STORED DATA Block Start

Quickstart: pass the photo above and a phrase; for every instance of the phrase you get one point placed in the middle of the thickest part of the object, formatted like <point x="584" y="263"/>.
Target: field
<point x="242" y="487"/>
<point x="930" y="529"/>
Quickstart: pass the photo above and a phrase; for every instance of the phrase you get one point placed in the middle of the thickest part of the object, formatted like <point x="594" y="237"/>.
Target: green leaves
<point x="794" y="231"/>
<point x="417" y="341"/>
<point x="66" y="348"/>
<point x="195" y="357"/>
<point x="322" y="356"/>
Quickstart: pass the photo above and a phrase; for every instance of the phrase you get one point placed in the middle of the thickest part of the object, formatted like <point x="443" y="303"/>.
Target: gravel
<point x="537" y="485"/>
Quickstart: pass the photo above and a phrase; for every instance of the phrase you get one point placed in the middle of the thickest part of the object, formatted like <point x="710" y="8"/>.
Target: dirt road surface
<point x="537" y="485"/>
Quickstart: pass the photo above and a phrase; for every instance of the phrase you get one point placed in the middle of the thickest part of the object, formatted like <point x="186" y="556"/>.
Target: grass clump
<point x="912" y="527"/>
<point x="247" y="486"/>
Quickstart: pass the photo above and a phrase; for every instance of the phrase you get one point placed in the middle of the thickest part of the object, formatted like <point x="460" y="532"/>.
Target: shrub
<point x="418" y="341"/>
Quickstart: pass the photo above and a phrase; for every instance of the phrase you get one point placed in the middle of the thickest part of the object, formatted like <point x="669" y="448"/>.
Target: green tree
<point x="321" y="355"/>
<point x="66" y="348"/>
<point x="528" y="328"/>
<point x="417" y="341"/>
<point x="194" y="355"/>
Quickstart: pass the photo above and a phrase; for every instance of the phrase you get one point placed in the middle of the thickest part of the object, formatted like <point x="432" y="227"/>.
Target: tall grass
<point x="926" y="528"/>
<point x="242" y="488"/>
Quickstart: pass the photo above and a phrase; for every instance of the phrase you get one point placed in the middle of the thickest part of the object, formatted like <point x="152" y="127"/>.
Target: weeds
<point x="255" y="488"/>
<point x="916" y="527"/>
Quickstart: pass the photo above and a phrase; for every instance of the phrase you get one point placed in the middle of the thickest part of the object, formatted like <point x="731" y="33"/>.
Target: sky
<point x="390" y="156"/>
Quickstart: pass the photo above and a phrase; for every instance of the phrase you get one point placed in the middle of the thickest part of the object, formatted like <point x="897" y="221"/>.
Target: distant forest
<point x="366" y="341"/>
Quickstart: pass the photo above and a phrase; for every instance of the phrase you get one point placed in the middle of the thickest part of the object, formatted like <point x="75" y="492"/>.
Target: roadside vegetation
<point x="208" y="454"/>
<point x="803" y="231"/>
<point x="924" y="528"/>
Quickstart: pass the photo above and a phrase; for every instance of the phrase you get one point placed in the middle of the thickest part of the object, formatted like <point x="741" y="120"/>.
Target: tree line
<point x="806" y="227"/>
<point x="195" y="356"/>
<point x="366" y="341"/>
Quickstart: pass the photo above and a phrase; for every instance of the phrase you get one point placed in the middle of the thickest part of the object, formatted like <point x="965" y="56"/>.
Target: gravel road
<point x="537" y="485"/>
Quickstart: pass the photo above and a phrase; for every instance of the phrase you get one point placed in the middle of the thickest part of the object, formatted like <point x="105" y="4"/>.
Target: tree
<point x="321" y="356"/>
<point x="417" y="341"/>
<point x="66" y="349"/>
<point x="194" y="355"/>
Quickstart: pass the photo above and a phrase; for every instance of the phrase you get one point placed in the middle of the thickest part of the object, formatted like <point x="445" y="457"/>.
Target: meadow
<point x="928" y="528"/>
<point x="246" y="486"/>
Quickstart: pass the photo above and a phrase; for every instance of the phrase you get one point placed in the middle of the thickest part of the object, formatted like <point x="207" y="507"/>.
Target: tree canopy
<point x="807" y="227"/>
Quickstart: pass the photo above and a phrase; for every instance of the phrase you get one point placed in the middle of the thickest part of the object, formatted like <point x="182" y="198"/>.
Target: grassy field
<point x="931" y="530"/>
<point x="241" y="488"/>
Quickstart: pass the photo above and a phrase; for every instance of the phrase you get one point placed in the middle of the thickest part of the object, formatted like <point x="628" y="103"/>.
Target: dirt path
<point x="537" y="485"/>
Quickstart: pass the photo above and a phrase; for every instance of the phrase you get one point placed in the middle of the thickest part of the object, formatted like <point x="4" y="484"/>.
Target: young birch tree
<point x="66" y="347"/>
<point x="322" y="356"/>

STORED DATA Block End

-- EXERCISE --
Your response must consist of the entries, reproduced exactly.

-- SOLUTION --
Quickstart: pass the photo above and a phrase; for every instance of the phrase you get one point placed in the middle of the thickest part of the object, formatted like <point x="584" y="263"/>.
Target: field
<point x="242" y="487"/>
<point x="930" y="529"/>
Quickstart: pass the photo above and a phrase; for every instance of the phrase you get one point placed in the middle of the thickest part of the object, formatted like <point x="594" y="237"/>.
Target: green leaves
<point x="794" y="231"/>
<point x="417" y="341"/>
<point x="66" y="348"/>
<point x="195" y="357"/>
<point x="322" y="356"/>
Quickstart: pass the photo above and a phrase; for every instance of the phrase you get one point placed in the middle of the thickest part of the object, formatted like <point x="443" y="303"/>.
Target: gravel
<point x="537" y="485"/>
Quickstart: pass the photo above and a phrase; for every instance of the phrase you get one point placed in the middle of the thickest part of the object, formatted like <point x="710" y="8"/>.
Target: dirt road surface
<point x="537" y="485"/>
Quickstart: pass the photo above and a phrase; for every instance of the phrase you get one point placed in the middle of the thickest part of the object, formatted like <point x="186" y="556"/>.
Target: grass clump
<point x="912" y="527"/>
<point x="247" y="486"/>
Quickstart: pass the photo above and a phrase; for every instance of the phrase you get one point placed in the middle of the thickest part of the object, formatted like <point x="460" y="532"/>.
Target: shrub
<point x="418" y="341"/>
Quickstart: pass the photo above and a phrase; for every instance of the phrase you get one point placed in the middle of the thickest part of the object, formatted like <point x="669" y="448"/>.
Target: green tree
<point x="321" y="355"/>
<point x="66" y="348"/>
<point x="528" y="328"/>
<point x="417" y="341"/>
<point x="194" y="355"/>
Quickstart: pass the photo above and a phrase; for every instance of the phrase you get one point placed in the middle of the thickest part of the object, formatted like <point x="432" y="227"/>.
Target: tall grass
<point x="926" y="528"/>
<point x="242" y="488"/>
Quickstart: pass the photo above and a phrase; for every instance of the phrase you get one point placed in the middle of the thickest part of the object, formatted like <point x="152" y="127"/>.
Target: weeds
<point x="255" y="488"/>
<point x="916" y="527"/>
Quickstart: pass the photo above and a phrase; for every instance of the phrase you get one point placed in the middle of the thickest part of the object, formatted like <point x="731" y="33"/>.
Target: sky
<point x="390" y="156"/>
Quickstart: pass the photo above and a phrase; for every instance of the phrase you get one point placed in the middle of the thickest part of the object, formatted like <point x="897" y="221"/>.
Target: distant forest
<point x="366" y="341"/>
Quickstart: pass the photo above and a phrase; for every instance of the phrase you get one point placed in the middle of the thickest part of the object, formatted like <point x="75" y="492"/>.
Target: roadside vegetation
<point x="208" y="454"/>
<point x="803" y="231"/>
<point x="924" y="528"/>
Quickstart: pass the photo above and a phrase; for every instance of the phrase you get one point placed in the middle of the thickest part of the object, formatted like <point x="741" y="120"/>.
Target: tree line
<point x="806" y="227"/>
<point x="195" y="356"/>
<point x="366" y="341"/>
Quickstart: pass the photo above and a phrase; for every instance of the phrase you get one point placed in the middle of the thickest part of the object, formatted like <point x="965" y="56"/>.
Target: gravel road
<point x="537" y="485"/>
Quickstart: pass the photo above and a phrase; for every instance of the phrase you get one point placed in the middle of the thickest part of the object, formatted like <point x="105" y="4"/>.
Target: tree
<point x="321" y="356"/>
<point x="417" y="341"/>
<point x="66" y="349"/>
<point x="194" y="355"/>
Quickstart: pass the photo above and a phrase; for every instance of the phrase you get one point placed in the middle of the thickest part of the object, formatted like <point x="445" y="457"/>.
Target: meadow
<point x="928" y="528"/>
<point x="246" y="486"/>
Quickstart: pass the photo above and a phrase; for every instance of the phrase you get one point placed in the middle of the thickest part of the object, formatted like <point x="207" y="507"/>.
Target: tree canopy
<point x="807" y="227"/>
Quickstart: pass the photo above and a phrase; for every instance of the phrase you get one point placed in the middle of the thickest part of the object, formatted like <point x="182" y="198"/>.
Target: grassy field
<point x="931" y="530"/>
<point x="241" y="488"/>
Quickstart: pass the photo above and a phrase; for every instance of the phrase you get one point placed in the middle of the thickest part of the object, formatted like <point x="628" y="103"/>.
Target: dirt path
<point x="537" y="485"/>
Quickstart: pass the photo above and a phrase; for every instance of the phrase you get one point placed in the middle of the thickest part of the object, formatted like <point x="4" y="484"/>.
Target: young birch tree
<point x="66" y="347"/>
<point x="322" y="356"/>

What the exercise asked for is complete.